Task brief » Omit each picture as you copy the entries exactly.
---------- Input material ----------
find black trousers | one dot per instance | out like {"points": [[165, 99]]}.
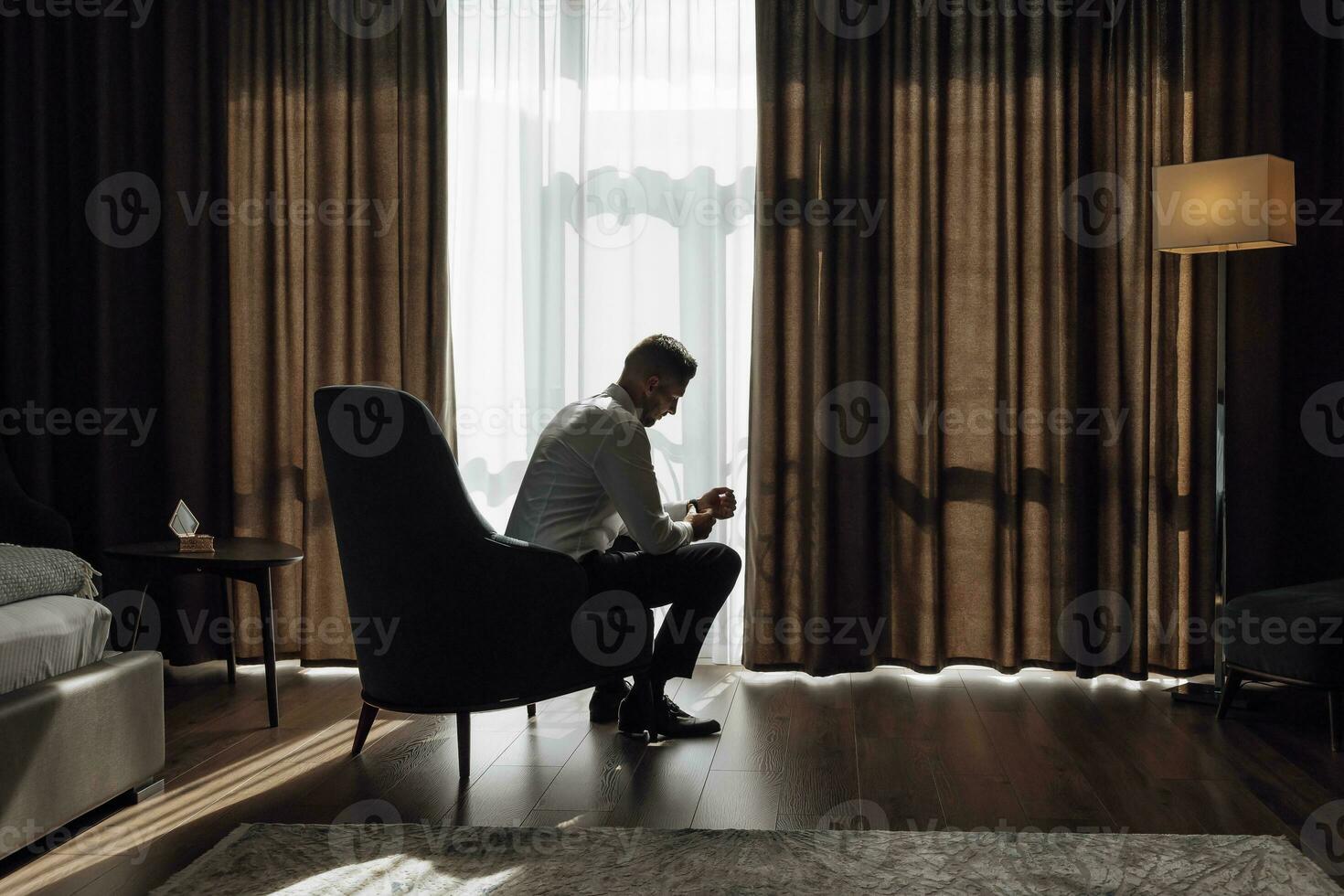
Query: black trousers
{"points": [[695, 581]]}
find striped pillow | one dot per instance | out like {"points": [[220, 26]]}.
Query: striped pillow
{"points": [[37, 572]]}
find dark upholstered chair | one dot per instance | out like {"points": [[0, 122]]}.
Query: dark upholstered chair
{"points": [[1293, 635], [26, 521], [481, 621]]}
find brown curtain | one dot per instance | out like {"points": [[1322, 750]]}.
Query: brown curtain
{"points": [[980, 295], [328, 114]]}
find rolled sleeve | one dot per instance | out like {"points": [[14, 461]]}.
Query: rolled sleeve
{"points": [[625, 469]]}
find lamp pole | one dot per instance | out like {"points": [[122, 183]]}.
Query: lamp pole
{"points": [[1192, 692]]}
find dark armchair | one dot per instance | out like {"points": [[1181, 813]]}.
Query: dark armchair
{"points": [[1290, 635], [26, 521], [476, 621]]}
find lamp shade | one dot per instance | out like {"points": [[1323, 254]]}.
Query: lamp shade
{"points": [[1227, 205]]}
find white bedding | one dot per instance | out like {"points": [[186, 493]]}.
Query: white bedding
{"points": [[46, 637]]}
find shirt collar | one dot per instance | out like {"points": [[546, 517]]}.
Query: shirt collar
{"points": [[623, 398]]}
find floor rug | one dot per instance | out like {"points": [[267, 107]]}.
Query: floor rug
{"points": [[418, 859]]}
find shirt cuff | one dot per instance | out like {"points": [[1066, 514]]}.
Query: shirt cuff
{"points": [[687, 532]]}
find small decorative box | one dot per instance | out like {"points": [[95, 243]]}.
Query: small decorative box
{"points": [[186, 526], [197, 543]]}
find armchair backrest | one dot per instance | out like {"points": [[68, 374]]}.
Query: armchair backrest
{"points": [[26, 521], [411, 544]]}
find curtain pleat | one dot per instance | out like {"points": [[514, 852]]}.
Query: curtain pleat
{"points": [[349, 125], [997, 144]]}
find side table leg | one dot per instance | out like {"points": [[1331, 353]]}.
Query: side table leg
{"points": [[268, 641], [229, 629]]}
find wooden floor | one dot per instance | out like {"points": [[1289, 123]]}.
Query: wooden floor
{"points": [[964, 749]]}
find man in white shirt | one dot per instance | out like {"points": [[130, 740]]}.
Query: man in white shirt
{"points": [[591, 491]]}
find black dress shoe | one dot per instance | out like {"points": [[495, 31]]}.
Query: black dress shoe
{"points": [[605, 701], [641, 716], [675, 709]]}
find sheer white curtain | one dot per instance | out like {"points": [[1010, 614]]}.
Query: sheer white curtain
{"points": [[601, 188]]}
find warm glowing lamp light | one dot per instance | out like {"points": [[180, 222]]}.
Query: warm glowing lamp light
{"points": [[1221, 206]]}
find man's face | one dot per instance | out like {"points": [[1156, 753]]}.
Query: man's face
{"points": [[661, 397]]}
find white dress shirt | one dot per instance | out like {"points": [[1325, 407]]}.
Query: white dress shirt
{"points": [[592, 480]]}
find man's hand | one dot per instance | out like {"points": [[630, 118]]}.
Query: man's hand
{"points": [[722, 503], [702, 524]]}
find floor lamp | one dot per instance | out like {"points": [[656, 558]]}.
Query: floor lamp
{"points": [[1223, 206]]}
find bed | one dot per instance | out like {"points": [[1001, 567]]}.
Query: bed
{"points": [[80, 726]]}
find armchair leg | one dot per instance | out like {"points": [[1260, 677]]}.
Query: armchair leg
{"points": [[1232, 684], [1336, 701], [464, 744], [366, 720]]}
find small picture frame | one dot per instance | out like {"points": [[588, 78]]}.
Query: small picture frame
{"points": [[187, 528]]}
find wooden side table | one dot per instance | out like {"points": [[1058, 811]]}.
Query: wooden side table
{"points": [[240, 559]]}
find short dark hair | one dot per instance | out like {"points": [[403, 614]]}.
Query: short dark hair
{"points": [[661, 355]]}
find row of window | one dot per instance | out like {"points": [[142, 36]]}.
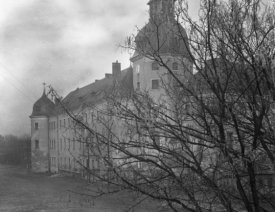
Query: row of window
{"points": [[155, 66], [69, 122], [154, 85]]}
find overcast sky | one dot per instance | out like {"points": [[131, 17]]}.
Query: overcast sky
----------
Reply »
find black trousers | one dot per instance | out like {"points": [[165, 99]]}.
Query: black trousers
{"points": [[695, 581]]}
find striped pillow | one dot per instance | out like {"points": [[220, 26]]}.
Query: striped pillow
{"points": [[37, 572]]}
find dark upholstered chair | one dot per instance | out like {"points": [[0, 122]]}.
Query: dark upholstered chair
{"points": [[1293, 635], [26, 521], [481, 621]]}
find brown curtain | one dot per instance | out like {"points": [[1322, 750]]}.
Query: brown curtain
{"points": [[980, 295], [328, 114]]}
find rolled sleeve | one dot per instance | out like {"points": [[14, 461]]}.
Query: rolled sleeve
{"points": [[625, 469]]}
find lamp pole | one dot per instance | out like {"points": [[122, 183]]}.
Query: lamp pole
{"points": [[1192, 692]]}
find dark armchair | one dot per instance | out like {"points": [[1181, 813]]}.
Query: dark armchair
{"points": [[1290, 635], [26, 521], [476, 621]]}
find lamp shade | one dot per instance | out like {"points": [[1323, 254]]}.
Query: lamp shade
{"points": [[1227, 205]]}
find white bedding | one dot per instance | out like {"points": [[186, 493]]}.
Query: white bedding
{"points": [[46, 637]]}
find shirt collar | one dot per instance | out like {"points": [[546, 517]]}.
Query: shirt collar
{"points": [[623, 398]]}
find floor rug | one dot per instance | out like {"points": [[267, 107]]}.
Query: floor rug
{"points": [[418, 859]]}
find shirt cuff | one dot per instance | out like {"points": [[1066, 514]]}.
Query: shirt cuff
{"points": [[687, 532]]}
find small decorative box | one dot per instance | out like {"points": [[95, 243]]}.
Query: small decorative box
{"points": [[186, 526], [197, 543]]}
find armchair backrest | one dot per instance | out like {"points": [[68, 374]]}.
Query: armchair backrest
{"points": [[26, 521], [411, 544]]}
find curtain pleat | one dot per instance | out like {"points": [[514, 852]]}.
Query: curtain pleat
{"points": [[349, 125], [997, 144]]}
find side table leg | one dot per instance | out like {"points": [[1331, 353]]}.
Query: side table leg
{"points": [[268, 641], [229, 629]]}
find wooden floor | one dot per instance | out like {"points": [[1289, 123]]}.
Query: wooden floor
{"points": [[964, 749]]}
find man in white shirt | one dot per instance | out like {"points": [[130, 740]]}.
Query: man in white shirt
{"points": [[591, 491]]}
find black dress shoe | one dot per instance | out like {"points": [[495, 31]]}.
Query: black dress shoe
{"points": [[605, 701], [641, 716], [675, 709]]}
find sheer white curtain | one dot per instance | out like {"points": [[1010, 614]]}.
Query: sheer white curtain
{"points": [[601, 188]]}
find warm glowing lamp light | one dot per instance | out like {"points": [[180, 222]]}.
Query: warm glowing lamp light
{"points": [[1221, 206]]}
find man's face | one dot per instance | out like {"points": [[1156, 753]]}.
Query: man's face
{"points": [[661, 397]]}
find white dress shirt | one dot per instance | out like {"points": [[1325, 407]]}.
Query: white dress shirt
{"points": [[592, 480]]}
find man's hand | one dot per instance | out like {"points": [[630, 118]]}.
Query: man's hand
{"points": [[722, 503], [702, 524]]}
find floor lamp | one dot per instance | out like {"points": [[656, 558]]}.
Query: floor lamp
{"points": [[1223, 206]]}
find bed | one dot per instance | out like {"points": [[1001, 567]]}.
Query: bed
{"points": [[80, 726]]}
find armchair leg | one dot per instance | out like {"points": [[1260, 677]]}.
Query: armchair leg
{"points": [[1232, 684], [1336, 701], [464, 744], [366, 720]]}
find small picture frame | one dot per instance | out like {"points": [[588, 78]]}.
Query: small picture frame
{"points": [[187, 528]]}
find wooden side table | one dot per instance | out like {"points": [[1058, 811]]}.
Query: wooden side table
{"points": [[240, 559]]}
find short dark hair | one dot per instance | out like {"points": [[403, 614]]}.
Query: short dark hair
{"points": [[661, 355]]}
find row of window | one dot per instance | out like {"points": [[142, 36]]}.
Query: row of window
{"points": [[155, 66], [69, 122], [154, 85]]}
find overcast sky | one dot per instance | out like {"points": [[131, 17]]}.
Query: overcast sky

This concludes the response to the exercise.